▶ Task requirements
Render the lines of the listing below as a numbered list, leaving out any blank lines, starting at the line with "the nose, a" and running through the end of the listing.

▶ Records supplied

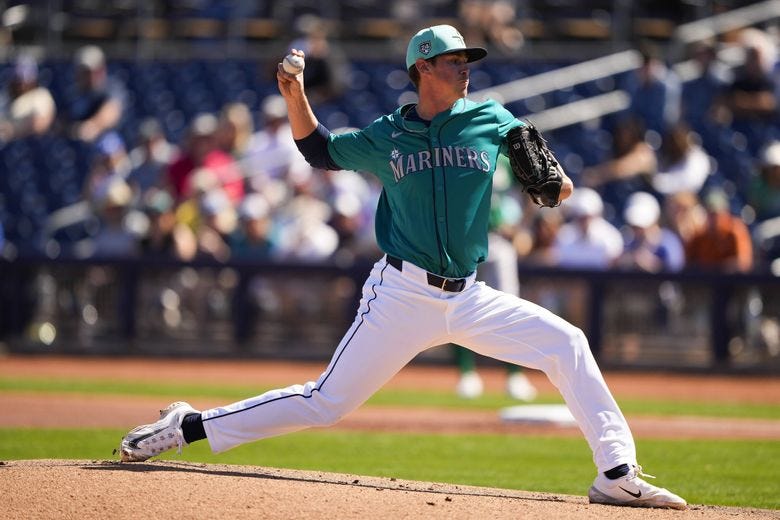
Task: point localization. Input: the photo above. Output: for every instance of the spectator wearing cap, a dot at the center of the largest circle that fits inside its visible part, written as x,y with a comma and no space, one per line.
654,90
235,129
150,158
649,247
632,158
114,238
701,94
587,240
272,158
217,222
97,104
201,150
723,243
165,237
751,97
26,107
764,190
109,162
253,237
683,163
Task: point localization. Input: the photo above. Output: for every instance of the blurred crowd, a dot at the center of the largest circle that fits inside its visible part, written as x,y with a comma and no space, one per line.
236,188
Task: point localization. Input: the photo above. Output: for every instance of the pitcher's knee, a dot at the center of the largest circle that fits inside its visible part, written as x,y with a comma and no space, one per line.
328,412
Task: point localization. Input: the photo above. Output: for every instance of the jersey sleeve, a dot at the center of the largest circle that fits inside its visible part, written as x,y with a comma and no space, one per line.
505,122
352,150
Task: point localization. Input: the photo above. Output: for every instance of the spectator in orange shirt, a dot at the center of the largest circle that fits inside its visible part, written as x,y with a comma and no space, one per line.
722,243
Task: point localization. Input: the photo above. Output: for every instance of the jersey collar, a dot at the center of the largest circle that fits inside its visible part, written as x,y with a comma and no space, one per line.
401,121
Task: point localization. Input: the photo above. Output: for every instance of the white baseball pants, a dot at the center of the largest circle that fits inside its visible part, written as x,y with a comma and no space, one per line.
400,315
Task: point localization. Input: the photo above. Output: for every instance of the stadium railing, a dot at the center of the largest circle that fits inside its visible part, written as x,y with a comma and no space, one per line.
680,321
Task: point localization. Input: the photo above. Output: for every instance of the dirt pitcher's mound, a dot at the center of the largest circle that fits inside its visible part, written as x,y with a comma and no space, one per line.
47,489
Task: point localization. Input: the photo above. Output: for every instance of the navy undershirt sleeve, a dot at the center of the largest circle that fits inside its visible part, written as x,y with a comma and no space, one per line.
314,148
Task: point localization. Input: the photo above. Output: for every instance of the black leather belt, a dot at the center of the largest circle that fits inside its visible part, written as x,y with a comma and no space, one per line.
446,284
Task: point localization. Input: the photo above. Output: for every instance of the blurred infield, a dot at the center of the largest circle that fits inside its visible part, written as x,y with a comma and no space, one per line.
57,414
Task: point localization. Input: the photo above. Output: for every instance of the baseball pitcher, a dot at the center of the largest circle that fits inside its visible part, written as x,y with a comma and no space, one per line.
435,159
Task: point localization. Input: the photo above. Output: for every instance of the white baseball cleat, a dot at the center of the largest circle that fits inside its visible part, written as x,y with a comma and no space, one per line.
149,440
519,387
470,385
631,490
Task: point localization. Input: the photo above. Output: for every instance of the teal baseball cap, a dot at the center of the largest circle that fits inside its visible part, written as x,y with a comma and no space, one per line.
440,39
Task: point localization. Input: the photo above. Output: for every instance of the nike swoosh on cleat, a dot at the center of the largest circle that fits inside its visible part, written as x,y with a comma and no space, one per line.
635,495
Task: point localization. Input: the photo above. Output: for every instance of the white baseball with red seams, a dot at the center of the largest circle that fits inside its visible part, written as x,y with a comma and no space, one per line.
293,64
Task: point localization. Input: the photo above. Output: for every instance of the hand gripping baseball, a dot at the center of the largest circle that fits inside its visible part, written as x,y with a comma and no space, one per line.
534,165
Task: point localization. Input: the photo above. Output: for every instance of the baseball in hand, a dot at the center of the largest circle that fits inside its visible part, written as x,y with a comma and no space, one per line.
293,64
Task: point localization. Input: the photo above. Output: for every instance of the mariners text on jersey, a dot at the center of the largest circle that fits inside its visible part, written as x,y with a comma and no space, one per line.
451,156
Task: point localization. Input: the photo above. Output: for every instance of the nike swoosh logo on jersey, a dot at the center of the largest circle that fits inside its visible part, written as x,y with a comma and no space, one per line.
635,495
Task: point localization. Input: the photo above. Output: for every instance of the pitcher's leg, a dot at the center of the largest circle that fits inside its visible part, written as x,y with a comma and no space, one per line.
379,343
508,328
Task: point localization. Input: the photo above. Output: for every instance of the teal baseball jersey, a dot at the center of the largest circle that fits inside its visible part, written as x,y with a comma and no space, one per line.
437,181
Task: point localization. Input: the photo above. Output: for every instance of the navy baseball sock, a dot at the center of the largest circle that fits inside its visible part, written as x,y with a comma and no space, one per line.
192,428
614,473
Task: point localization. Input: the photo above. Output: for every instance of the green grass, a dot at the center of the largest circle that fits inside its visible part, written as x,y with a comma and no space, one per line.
731,473
386,397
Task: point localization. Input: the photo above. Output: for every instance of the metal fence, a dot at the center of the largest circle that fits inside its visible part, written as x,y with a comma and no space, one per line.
677,321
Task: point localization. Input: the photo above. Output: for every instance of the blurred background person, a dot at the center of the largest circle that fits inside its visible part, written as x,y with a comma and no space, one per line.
751,97
545,226
701,95
164,236
683,164
109,163
632,161
217,221
26,107
491,22
272,158
235,129
201,150
655,91
253,237
97,103
587,240
649,247
684,214
764,190
151,158
723,243
114,239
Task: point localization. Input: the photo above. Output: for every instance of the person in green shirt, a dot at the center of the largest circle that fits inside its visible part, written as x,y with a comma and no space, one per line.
435,160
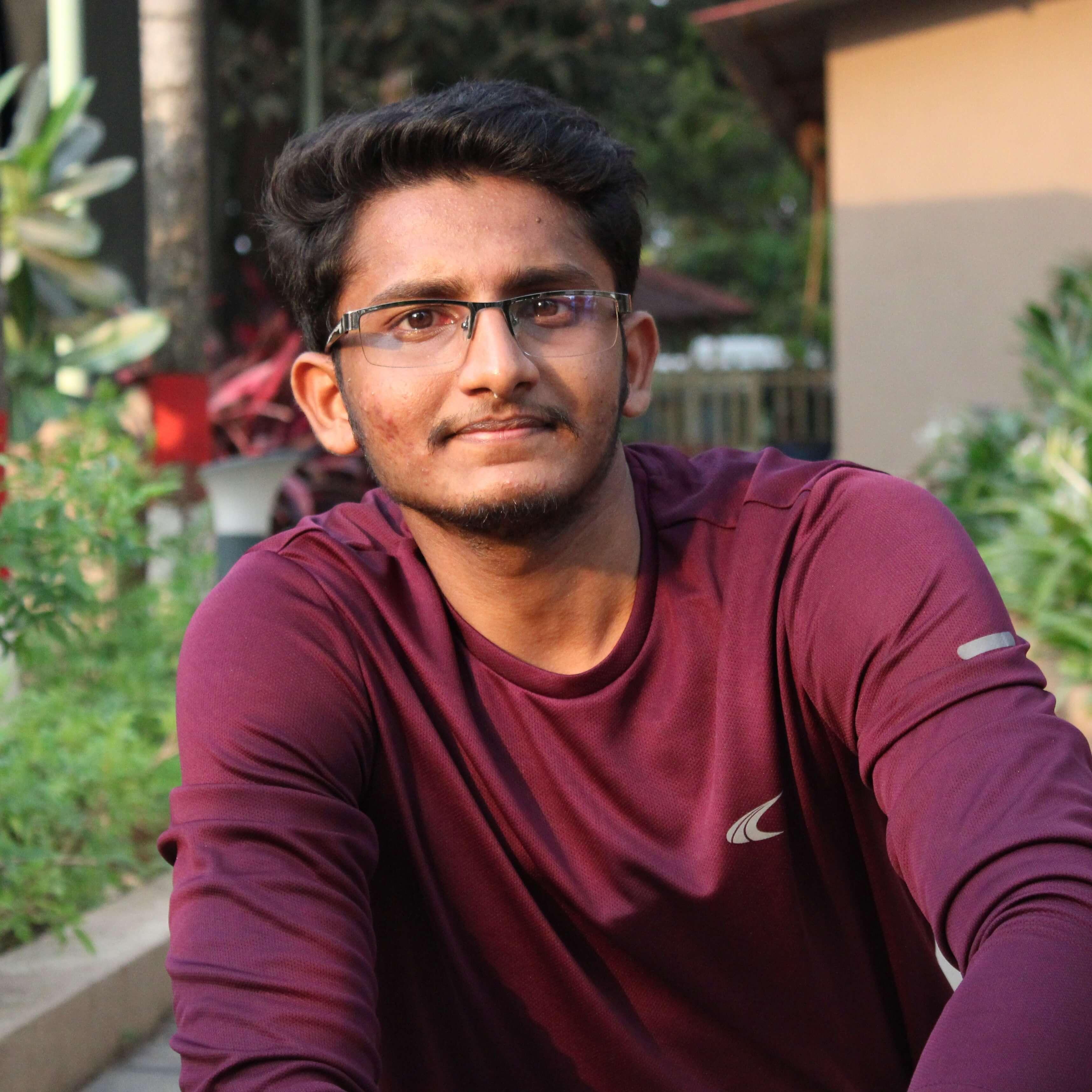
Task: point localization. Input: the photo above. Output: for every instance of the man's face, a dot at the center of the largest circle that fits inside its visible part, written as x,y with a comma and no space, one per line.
480,443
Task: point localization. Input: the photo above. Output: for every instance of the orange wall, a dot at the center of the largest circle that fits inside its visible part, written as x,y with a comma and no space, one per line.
961,173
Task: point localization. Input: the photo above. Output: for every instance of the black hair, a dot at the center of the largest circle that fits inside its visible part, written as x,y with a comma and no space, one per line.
499,128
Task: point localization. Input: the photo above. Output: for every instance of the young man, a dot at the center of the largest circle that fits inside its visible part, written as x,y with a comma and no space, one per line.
555,766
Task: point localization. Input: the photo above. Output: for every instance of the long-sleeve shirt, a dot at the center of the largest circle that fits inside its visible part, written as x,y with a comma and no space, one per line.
719,860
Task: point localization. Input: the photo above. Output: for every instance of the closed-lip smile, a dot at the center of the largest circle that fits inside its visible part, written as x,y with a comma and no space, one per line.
490,428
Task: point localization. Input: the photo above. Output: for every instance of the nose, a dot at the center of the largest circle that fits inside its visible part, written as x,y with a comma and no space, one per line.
494,363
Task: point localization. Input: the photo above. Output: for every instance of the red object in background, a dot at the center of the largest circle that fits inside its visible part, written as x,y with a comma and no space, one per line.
181,417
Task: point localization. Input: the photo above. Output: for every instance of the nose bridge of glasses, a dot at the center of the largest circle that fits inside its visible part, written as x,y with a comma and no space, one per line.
501,305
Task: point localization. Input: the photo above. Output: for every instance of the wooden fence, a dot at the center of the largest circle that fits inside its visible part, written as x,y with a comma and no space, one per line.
695,410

▶ Output for this exercise
1. Task: point localization. Input: the photo above. Output: for every instance of the nose, a dot at the center of the largest circle that fits inside its visible part, written as x,y with a comma and no space, one per line.
2. 494,363
3. Task: point localization. Input: the photo above. Output: for every instance of the red object in background, a dot at the center of the largest circle that fits inside its visible part, written as x,y with a comma and no space, one per line.
4. 181,417
5. Task: point localization. Input: the photo above. Output: for every instance of the nose bridge of glasses, a dot at the center of the largest circle that fits inside its visible part, written as x,y with a comma and no space, one per line.
6. 501,305
7. Task: point localization. Input: the photo above. Output: for every instance of the wooden fence, a dot at the center of the largest circle that fits inside its visible part, written as x,y with a comma and no space, one per line.
8. 695,410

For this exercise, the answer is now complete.